(Beginning of ENTRIES SUPPLIED)

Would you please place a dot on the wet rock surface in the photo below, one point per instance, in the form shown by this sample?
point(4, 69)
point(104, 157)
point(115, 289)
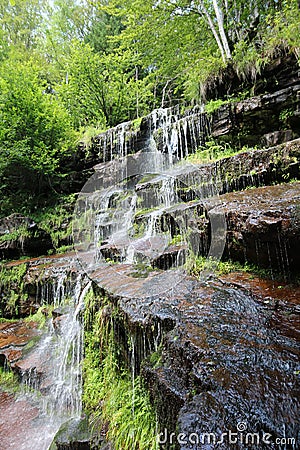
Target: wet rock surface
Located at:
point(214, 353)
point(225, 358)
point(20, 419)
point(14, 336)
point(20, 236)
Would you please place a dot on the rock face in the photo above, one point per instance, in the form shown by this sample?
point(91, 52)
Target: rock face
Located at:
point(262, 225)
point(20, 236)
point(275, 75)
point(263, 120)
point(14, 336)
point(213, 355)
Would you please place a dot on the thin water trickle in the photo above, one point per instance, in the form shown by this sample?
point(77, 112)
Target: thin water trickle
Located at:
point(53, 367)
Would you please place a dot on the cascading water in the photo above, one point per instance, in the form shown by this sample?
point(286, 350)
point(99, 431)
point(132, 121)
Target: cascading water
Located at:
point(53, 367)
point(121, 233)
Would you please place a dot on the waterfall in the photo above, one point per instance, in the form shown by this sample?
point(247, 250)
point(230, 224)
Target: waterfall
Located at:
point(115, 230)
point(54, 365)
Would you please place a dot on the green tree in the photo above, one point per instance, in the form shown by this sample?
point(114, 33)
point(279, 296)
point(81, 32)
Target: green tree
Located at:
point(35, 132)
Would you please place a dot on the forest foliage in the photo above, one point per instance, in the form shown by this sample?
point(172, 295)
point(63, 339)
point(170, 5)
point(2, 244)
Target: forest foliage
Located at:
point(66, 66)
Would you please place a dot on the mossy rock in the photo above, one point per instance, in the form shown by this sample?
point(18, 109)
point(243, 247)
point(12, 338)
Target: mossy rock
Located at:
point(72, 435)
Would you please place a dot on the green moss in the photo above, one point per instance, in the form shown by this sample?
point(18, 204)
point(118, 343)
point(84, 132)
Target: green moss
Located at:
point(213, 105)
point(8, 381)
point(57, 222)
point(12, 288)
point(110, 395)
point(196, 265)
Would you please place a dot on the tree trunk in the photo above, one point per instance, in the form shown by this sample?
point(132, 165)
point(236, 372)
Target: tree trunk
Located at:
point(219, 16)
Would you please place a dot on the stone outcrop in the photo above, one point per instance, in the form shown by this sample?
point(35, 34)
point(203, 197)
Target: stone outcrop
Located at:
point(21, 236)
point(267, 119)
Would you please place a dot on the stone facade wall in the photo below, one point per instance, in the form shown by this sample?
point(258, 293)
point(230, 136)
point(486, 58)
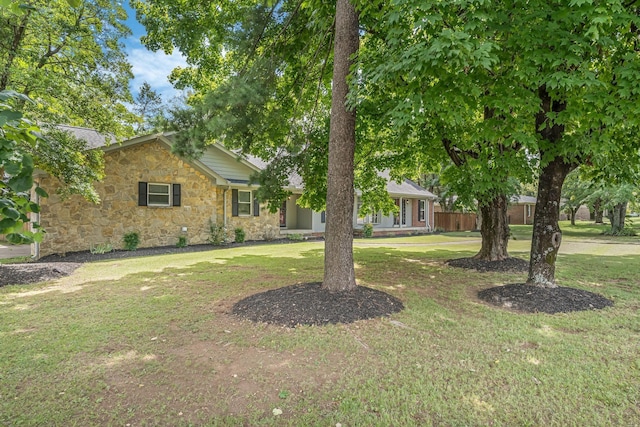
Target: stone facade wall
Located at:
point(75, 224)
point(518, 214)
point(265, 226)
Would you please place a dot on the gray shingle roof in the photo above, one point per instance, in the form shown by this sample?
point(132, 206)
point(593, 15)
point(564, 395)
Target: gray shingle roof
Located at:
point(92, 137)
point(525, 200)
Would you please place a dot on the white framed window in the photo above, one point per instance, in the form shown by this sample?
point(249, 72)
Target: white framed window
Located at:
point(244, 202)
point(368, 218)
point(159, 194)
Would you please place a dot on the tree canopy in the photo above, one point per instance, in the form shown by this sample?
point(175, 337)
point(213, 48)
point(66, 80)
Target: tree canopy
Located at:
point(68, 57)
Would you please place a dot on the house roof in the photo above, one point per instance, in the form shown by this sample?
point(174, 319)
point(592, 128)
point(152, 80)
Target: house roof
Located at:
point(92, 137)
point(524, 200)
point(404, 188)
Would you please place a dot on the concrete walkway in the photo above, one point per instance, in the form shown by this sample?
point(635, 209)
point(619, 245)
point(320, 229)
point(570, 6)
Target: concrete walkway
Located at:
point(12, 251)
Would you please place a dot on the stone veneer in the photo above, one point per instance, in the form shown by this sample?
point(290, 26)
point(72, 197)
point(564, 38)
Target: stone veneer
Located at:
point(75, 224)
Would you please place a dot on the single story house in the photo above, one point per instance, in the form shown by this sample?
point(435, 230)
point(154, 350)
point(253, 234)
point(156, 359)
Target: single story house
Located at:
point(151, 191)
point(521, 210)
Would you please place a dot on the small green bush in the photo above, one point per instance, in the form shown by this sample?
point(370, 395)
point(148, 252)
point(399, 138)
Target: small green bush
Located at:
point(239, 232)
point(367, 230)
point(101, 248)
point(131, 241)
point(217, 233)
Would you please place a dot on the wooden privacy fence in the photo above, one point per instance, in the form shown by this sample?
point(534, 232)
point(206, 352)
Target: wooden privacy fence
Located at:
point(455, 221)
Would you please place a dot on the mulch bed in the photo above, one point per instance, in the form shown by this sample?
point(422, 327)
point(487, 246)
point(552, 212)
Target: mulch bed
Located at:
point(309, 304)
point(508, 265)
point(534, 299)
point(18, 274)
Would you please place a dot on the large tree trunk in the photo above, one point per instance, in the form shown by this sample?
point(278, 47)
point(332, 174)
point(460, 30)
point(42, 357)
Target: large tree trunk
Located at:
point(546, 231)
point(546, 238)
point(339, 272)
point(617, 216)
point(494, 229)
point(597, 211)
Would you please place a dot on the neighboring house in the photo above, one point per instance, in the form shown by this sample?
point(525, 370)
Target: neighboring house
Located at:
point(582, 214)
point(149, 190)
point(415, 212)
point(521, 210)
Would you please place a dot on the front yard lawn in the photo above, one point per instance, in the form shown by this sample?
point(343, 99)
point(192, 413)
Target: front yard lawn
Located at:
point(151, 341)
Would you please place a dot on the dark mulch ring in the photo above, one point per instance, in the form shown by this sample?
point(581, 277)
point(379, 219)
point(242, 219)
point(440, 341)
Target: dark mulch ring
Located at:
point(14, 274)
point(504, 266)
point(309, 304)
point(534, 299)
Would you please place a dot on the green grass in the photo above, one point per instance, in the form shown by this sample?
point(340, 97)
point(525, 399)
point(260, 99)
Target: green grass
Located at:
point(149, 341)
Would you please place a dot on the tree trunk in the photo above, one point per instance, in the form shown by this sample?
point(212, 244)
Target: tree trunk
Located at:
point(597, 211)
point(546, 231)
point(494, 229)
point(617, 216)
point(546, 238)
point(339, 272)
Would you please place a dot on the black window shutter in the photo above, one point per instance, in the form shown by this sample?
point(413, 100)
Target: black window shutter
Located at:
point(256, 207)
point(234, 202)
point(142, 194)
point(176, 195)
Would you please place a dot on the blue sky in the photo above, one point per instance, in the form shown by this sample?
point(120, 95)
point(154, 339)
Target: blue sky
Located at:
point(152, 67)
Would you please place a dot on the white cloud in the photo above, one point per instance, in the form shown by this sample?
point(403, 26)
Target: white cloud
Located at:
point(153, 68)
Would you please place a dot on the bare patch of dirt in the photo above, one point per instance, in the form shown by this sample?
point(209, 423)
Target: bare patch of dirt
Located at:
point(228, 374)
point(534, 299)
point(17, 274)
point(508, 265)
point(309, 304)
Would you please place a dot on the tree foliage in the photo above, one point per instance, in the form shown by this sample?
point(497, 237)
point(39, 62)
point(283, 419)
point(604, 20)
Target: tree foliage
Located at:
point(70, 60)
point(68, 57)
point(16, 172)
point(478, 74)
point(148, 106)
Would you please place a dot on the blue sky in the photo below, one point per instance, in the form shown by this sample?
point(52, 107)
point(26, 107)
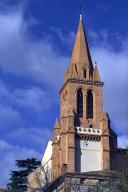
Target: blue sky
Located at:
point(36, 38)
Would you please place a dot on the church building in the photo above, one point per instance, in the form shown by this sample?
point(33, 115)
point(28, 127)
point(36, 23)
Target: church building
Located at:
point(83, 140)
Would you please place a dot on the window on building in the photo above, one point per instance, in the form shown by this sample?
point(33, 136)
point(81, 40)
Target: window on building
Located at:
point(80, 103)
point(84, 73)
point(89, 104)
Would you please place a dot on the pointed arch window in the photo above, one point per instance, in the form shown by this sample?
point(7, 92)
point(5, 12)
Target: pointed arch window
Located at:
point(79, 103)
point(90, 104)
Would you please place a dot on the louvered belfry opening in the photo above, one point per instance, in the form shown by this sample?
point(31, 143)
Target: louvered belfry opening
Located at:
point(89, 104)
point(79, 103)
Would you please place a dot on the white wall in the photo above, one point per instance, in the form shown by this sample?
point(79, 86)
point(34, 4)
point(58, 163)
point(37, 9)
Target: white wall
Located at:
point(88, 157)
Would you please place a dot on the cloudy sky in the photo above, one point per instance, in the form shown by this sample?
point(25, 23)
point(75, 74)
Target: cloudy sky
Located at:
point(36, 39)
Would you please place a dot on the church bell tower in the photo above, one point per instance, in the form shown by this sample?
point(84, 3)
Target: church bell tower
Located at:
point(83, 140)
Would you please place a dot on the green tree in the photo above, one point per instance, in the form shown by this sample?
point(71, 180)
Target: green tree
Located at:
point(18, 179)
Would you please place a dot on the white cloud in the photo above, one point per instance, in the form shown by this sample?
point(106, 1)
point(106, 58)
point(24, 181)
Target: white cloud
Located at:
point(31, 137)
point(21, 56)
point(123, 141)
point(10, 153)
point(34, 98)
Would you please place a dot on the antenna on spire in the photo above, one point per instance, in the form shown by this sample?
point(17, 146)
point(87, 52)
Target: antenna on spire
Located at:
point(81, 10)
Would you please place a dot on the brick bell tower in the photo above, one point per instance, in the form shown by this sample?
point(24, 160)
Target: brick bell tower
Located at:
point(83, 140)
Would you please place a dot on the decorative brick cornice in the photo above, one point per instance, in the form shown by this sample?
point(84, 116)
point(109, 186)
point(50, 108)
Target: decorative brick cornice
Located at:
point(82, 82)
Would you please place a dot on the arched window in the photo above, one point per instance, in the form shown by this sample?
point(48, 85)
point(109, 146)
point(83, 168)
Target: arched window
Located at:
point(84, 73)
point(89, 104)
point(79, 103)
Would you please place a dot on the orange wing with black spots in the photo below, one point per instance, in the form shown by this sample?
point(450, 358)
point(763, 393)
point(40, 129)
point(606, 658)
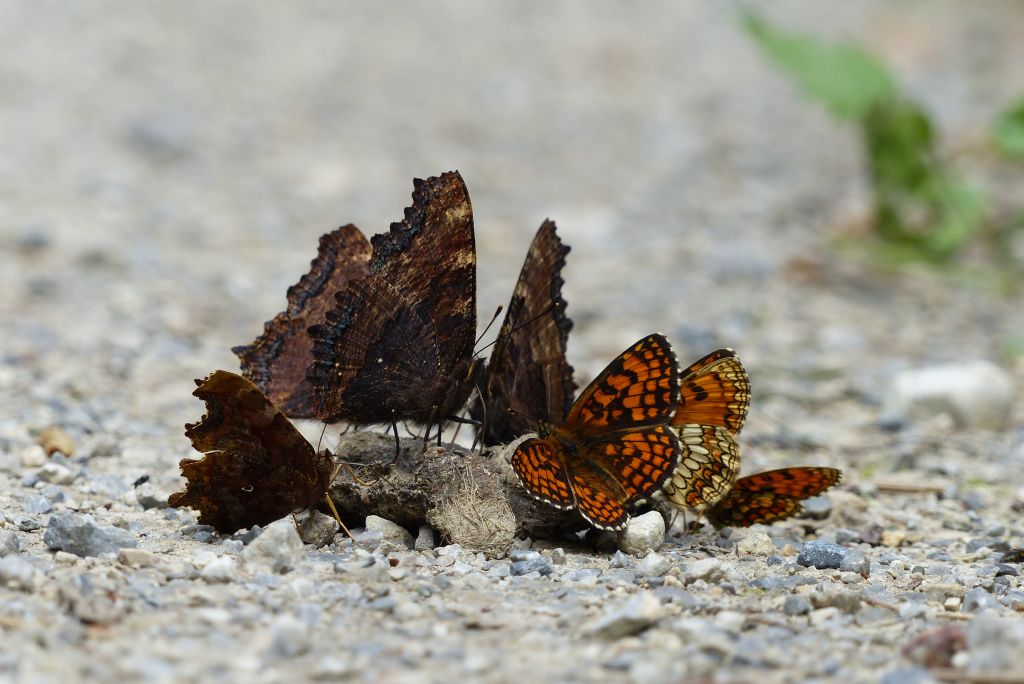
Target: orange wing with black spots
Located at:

(End of ENTRIES SUPPLIED)
(Beginning of ENTRIES SUPPLIED)

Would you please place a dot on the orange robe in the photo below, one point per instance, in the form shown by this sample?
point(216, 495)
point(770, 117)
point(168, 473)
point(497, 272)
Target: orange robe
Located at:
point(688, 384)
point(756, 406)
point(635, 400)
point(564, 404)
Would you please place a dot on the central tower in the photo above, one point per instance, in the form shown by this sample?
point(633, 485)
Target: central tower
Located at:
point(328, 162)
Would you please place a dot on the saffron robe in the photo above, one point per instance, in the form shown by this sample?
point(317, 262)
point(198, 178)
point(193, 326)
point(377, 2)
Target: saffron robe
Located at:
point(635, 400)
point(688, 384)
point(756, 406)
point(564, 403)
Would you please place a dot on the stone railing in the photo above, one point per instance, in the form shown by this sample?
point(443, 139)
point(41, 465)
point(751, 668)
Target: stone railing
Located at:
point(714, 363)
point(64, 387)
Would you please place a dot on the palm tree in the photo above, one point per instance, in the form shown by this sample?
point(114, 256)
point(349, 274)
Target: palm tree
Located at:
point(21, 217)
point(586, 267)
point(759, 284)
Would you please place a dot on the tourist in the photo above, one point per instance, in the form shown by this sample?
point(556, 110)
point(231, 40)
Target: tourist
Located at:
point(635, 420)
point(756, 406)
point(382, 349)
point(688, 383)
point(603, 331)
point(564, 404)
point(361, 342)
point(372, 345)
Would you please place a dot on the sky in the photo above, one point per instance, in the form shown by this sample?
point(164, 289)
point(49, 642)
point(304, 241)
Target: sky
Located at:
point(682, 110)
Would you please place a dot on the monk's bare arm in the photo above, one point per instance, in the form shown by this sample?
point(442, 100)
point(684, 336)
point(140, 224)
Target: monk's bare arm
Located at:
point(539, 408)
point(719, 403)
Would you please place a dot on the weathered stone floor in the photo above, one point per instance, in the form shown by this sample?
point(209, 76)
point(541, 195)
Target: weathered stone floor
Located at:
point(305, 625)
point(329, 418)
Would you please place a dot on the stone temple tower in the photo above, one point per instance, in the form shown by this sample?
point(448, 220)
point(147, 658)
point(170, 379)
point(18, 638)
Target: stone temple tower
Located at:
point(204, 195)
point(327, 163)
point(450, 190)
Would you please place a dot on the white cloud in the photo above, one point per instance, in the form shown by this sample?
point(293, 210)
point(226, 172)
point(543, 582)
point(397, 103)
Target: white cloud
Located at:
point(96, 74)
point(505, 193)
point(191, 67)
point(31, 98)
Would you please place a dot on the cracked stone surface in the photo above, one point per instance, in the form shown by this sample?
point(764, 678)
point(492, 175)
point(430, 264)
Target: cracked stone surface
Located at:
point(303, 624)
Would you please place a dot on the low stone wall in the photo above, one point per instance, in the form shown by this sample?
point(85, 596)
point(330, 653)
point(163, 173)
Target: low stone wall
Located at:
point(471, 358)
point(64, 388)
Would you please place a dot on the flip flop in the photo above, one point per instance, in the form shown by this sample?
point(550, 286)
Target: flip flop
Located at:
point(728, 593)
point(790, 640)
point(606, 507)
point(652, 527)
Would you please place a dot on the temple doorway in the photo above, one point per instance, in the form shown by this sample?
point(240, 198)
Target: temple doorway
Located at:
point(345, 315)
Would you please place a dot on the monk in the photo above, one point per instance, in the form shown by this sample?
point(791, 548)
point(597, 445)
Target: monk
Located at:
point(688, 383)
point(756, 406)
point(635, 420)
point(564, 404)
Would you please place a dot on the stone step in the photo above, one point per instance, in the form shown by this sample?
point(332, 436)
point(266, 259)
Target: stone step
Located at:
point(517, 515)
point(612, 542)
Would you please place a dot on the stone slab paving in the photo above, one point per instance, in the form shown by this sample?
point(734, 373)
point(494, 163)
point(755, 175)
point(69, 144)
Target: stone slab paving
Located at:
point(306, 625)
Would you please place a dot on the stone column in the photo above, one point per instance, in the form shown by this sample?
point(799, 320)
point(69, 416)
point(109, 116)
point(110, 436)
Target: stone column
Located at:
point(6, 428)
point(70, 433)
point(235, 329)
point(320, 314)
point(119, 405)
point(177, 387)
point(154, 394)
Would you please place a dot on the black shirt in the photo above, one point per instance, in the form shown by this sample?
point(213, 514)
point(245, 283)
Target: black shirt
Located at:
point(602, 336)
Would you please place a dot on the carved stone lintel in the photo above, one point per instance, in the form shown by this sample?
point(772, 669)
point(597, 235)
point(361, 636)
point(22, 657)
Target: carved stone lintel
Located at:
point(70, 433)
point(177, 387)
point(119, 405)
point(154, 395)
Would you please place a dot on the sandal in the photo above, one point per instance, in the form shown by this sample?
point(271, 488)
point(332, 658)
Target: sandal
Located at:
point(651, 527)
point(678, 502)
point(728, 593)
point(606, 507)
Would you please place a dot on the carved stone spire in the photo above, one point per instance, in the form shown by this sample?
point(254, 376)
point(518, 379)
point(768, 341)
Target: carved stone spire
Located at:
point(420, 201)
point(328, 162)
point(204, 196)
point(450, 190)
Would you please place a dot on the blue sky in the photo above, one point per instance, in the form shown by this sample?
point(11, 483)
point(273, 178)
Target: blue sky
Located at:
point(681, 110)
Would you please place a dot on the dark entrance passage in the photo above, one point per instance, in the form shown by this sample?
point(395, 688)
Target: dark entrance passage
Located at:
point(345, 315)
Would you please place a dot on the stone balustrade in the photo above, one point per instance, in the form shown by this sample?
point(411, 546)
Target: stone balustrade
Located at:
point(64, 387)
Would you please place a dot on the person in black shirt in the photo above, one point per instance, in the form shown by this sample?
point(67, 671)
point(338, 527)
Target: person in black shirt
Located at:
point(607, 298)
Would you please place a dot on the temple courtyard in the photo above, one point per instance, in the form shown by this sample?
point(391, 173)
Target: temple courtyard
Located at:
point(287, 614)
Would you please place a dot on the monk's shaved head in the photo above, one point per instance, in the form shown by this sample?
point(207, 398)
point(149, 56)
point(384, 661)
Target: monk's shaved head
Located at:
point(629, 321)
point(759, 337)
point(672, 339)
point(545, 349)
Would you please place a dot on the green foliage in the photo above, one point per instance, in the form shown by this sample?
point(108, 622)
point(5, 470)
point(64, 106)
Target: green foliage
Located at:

(End of ENTRIES SUPPLIED)
(Beginning of ENTRIES SUPPLIED)

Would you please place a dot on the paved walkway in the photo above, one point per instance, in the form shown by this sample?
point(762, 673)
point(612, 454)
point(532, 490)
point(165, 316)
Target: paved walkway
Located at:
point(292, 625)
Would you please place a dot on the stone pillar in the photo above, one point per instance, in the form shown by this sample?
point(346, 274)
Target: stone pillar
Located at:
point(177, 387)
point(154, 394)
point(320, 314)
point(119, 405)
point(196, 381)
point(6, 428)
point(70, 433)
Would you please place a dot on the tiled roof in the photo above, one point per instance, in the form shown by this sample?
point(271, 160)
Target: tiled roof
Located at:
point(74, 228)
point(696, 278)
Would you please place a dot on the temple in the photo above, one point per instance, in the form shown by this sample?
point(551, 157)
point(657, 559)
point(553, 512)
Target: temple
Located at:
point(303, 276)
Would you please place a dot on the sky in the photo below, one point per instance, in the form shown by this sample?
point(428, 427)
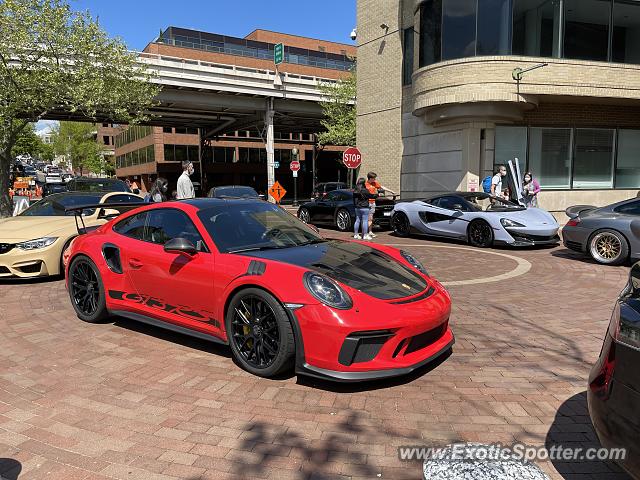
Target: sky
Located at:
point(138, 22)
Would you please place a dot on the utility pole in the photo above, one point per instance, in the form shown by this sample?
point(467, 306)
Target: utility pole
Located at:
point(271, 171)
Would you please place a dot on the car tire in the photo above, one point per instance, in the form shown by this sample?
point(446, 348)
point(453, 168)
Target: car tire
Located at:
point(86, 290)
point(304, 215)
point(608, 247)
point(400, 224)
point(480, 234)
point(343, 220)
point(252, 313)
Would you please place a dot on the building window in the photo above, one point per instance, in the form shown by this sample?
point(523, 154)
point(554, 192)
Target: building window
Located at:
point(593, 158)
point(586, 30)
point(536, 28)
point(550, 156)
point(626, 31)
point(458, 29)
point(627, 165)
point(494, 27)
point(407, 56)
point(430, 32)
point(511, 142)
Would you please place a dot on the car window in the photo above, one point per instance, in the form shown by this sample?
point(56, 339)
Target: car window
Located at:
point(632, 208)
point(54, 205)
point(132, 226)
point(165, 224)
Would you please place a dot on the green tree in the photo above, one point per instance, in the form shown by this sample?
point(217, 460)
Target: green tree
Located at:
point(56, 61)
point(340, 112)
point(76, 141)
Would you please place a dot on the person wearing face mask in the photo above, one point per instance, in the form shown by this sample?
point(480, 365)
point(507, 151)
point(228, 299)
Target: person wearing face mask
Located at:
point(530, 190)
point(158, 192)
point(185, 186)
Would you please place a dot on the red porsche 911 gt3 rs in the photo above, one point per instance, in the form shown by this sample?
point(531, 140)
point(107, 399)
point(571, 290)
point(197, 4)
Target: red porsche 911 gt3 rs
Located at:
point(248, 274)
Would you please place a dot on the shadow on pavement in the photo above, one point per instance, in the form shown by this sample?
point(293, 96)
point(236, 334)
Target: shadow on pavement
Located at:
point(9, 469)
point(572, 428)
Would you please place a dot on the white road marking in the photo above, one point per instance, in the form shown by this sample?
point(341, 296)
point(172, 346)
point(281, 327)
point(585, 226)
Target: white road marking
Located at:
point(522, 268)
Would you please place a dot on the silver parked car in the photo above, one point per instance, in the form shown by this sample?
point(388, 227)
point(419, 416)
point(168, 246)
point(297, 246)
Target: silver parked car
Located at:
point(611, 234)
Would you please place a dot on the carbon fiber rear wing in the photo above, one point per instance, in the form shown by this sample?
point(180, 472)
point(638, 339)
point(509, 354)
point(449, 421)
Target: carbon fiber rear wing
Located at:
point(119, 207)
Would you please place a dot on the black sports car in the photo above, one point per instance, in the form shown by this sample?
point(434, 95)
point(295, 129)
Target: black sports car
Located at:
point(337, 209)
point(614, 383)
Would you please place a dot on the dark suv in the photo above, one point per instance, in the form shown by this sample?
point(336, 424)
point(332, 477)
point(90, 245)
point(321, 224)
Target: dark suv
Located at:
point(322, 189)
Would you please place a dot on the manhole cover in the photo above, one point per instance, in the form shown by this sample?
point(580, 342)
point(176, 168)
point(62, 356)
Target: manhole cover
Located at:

(End of ENTRIES SUPPLIED)

Check each line of the data above for the string "tire", and copy the ones that have it.

Would you please place a dot on the car tire in the photo above, one point per instance, in the form shown by this sample?
Target: car tire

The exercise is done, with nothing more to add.